┌─ Input data

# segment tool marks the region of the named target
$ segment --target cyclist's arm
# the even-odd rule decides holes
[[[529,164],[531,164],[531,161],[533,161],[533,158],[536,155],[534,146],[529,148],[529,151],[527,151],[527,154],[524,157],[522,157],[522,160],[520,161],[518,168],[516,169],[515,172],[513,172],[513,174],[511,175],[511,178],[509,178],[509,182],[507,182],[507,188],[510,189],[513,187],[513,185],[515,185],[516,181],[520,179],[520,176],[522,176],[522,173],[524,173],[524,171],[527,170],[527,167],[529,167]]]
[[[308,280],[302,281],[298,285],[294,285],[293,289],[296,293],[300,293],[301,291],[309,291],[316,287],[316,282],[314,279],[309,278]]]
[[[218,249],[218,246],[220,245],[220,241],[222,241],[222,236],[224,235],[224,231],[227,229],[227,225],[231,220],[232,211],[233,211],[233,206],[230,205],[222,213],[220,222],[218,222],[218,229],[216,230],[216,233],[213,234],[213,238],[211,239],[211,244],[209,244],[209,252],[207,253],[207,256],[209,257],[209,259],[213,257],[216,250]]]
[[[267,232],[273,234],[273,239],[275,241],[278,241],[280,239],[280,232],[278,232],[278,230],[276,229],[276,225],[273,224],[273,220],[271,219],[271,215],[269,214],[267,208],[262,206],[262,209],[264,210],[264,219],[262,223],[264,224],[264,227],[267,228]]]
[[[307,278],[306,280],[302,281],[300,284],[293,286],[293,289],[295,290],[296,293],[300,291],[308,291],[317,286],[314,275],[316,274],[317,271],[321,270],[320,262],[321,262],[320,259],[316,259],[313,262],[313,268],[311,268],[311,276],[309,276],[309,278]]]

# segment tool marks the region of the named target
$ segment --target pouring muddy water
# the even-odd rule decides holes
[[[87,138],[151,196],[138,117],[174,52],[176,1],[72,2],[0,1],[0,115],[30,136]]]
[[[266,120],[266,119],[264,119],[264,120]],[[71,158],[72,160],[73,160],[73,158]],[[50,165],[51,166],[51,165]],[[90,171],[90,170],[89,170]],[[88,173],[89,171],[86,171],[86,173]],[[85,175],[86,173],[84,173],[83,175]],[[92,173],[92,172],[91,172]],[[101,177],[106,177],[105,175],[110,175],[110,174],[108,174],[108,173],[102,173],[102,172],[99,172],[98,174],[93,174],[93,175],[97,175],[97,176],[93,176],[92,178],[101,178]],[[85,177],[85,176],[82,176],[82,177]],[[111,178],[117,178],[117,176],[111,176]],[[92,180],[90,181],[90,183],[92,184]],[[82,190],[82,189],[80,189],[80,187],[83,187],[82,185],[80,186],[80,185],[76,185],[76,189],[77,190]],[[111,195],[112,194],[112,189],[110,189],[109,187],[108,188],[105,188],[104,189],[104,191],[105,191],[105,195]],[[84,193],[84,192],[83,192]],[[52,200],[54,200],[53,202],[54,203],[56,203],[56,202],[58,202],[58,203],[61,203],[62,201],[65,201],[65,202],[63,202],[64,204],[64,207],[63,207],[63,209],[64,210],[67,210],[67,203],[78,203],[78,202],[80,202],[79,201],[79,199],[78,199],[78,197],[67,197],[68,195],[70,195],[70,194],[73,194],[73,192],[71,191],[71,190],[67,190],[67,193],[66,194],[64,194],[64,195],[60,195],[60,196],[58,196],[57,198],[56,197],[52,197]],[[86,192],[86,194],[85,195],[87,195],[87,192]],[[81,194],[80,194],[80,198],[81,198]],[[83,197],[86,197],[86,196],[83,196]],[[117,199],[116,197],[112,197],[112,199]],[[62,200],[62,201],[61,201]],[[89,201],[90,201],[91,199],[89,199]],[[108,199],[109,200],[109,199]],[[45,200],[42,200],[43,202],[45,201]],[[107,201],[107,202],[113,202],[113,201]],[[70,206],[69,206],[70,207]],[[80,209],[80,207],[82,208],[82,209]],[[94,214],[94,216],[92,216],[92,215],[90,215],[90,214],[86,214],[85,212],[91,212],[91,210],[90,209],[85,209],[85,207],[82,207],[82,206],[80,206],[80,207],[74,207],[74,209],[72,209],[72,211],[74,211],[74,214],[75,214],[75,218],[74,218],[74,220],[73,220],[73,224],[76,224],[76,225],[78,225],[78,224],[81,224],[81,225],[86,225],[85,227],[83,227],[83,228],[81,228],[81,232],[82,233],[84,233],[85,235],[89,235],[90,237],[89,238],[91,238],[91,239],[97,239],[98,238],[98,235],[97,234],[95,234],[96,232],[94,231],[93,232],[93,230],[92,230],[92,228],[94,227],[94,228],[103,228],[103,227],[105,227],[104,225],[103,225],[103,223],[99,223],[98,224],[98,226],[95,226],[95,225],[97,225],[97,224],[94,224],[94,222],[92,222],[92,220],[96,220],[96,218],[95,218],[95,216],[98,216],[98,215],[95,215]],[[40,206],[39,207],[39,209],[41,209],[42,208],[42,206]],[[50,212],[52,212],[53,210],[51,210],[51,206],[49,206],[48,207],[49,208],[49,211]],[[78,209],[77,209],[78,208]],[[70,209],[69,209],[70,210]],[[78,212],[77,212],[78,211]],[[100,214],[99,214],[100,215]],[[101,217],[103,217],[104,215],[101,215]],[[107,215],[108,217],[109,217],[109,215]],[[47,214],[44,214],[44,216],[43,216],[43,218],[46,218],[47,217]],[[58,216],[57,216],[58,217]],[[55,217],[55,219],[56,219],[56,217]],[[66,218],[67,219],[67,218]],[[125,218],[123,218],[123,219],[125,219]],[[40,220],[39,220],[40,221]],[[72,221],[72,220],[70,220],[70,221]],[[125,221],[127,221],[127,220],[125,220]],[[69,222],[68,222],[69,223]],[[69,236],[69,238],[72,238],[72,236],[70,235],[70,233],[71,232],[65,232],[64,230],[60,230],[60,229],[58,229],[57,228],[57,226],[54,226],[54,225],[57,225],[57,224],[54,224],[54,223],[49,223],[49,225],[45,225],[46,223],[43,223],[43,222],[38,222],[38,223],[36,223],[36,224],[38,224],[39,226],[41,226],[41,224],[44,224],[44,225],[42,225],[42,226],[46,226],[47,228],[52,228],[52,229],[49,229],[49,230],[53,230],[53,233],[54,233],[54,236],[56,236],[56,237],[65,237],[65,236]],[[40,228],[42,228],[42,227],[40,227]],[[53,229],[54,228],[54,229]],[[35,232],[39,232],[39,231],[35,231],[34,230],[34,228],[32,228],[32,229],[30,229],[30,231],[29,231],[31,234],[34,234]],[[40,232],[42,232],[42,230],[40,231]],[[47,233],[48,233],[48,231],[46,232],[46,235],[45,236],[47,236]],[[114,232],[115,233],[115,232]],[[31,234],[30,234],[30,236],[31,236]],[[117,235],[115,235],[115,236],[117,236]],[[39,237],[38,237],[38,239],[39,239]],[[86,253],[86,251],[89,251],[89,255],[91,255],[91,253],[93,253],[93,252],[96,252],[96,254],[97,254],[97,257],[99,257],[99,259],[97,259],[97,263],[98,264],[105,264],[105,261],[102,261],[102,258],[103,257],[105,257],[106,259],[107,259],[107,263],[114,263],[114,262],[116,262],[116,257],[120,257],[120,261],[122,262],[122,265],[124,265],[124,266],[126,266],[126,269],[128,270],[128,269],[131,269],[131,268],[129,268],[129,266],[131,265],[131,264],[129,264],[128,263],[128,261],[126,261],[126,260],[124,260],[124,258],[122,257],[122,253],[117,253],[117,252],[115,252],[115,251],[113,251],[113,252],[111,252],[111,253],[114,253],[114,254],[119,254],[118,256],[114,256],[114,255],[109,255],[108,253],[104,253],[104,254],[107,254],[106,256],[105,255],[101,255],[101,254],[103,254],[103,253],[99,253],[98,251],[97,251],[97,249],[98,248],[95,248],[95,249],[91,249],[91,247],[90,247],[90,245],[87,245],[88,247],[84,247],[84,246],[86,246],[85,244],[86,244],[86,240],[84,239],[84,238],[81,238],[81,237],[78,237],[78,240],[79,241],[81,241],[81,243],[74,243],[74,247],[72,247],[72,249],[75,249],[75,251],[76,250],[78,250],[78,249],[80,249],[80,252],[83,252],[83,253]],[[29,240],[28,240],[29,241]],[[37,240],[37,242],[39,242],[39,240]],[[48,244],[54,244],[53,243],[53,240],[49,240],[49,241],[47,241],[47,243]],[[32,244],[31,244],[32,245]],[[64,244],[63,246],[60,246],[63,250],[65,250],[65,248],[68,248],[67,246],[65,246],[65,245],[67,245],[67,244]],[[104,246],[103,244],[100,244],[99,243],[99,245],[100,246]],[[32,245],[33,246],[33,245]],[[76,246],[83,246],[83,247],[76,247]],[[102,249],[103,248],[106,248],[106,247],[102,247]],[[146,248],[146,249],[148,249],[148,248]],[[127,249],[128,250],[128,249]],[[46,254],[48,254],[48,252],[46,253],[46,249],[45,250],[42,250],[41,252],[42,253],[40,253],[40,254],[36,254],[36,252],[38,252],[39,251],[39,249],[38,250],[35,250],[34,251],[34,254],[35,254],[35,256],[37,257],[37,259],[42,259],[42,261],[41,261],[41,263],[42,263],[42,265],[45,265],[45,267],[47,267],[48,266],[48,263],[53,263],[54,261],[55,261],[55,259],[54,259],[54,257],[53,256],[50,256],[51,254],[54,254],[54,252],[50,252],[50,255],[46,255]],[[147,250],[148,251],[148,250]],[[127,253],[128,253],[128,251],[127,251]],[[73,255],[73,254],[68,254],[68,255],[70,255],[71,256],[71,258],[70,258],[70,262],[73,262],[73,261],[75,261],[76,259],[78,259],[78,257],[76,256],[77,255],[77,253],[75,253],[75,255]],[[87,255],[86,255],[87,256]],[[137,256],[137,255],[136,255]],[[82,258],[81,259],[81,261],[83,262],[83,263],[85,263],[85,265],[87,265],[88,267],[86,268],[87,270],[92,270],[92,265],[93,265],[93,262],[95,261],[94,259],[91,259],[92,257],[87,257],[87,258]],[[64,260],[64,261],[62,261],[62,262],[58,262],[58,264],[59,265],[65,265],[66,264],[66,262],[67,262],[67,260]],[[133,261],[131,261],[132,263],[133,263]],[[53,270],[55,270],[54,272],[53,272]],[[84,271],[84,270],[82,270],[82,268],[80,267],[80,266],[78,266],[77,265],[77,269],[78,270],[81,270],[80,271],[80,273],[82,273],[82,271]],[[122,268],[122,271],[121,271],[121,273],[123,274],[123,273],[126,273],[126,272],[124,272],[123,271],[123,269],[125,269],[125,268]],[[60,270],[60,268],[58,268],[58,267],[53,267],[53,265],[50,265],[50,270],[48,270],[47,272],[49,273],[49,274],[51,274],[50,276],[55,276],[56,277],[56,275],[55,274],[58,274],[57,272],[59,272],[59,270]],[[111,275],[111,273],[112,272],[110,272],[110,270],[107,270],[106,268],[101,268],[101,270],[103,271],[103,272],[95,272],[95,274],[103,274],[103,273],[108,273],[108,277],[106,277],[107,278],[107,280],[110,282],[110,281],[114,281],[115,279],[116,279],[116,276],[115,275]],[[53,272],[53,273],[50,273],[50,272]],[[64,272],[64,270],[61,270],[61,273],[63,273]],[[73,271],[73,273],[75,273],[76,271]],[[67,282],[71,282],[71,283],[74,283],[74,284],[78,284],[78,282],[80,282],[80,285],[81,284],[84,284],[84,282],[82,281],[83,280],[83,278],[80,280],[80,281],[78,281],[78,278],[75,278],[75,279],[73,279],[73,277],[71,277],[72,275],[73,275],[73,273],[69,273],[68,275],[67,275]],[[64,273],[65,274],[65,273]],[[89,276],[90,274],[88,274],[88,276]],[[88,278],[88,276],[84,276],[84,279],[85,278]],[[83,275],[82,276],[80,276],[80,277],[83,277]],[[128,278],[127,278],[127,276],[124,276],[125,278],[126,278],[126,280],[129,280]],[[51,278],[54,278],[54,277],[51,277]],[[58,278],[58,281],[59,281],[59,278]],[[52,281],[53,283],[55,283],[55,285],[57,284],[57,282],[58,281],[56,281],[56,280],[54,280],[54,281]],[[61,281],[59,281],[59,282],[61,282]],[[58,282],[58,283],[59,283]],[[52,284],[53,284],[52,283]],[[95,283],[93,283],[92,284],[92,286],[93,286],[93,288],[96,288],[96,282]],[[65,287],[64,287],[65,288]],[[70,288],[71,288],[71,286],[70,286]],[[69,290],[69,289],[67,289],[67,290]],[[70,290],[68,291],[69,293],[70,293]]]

└─

§ What you have to do
Beginning at the first line of the data above, retype each line until you reach the line containing "--target cyclist's arm", and include that one too. Add nothing else.

§ Solved problem
# segment tool marks the region of the named target
$ segment --target cyclist's arm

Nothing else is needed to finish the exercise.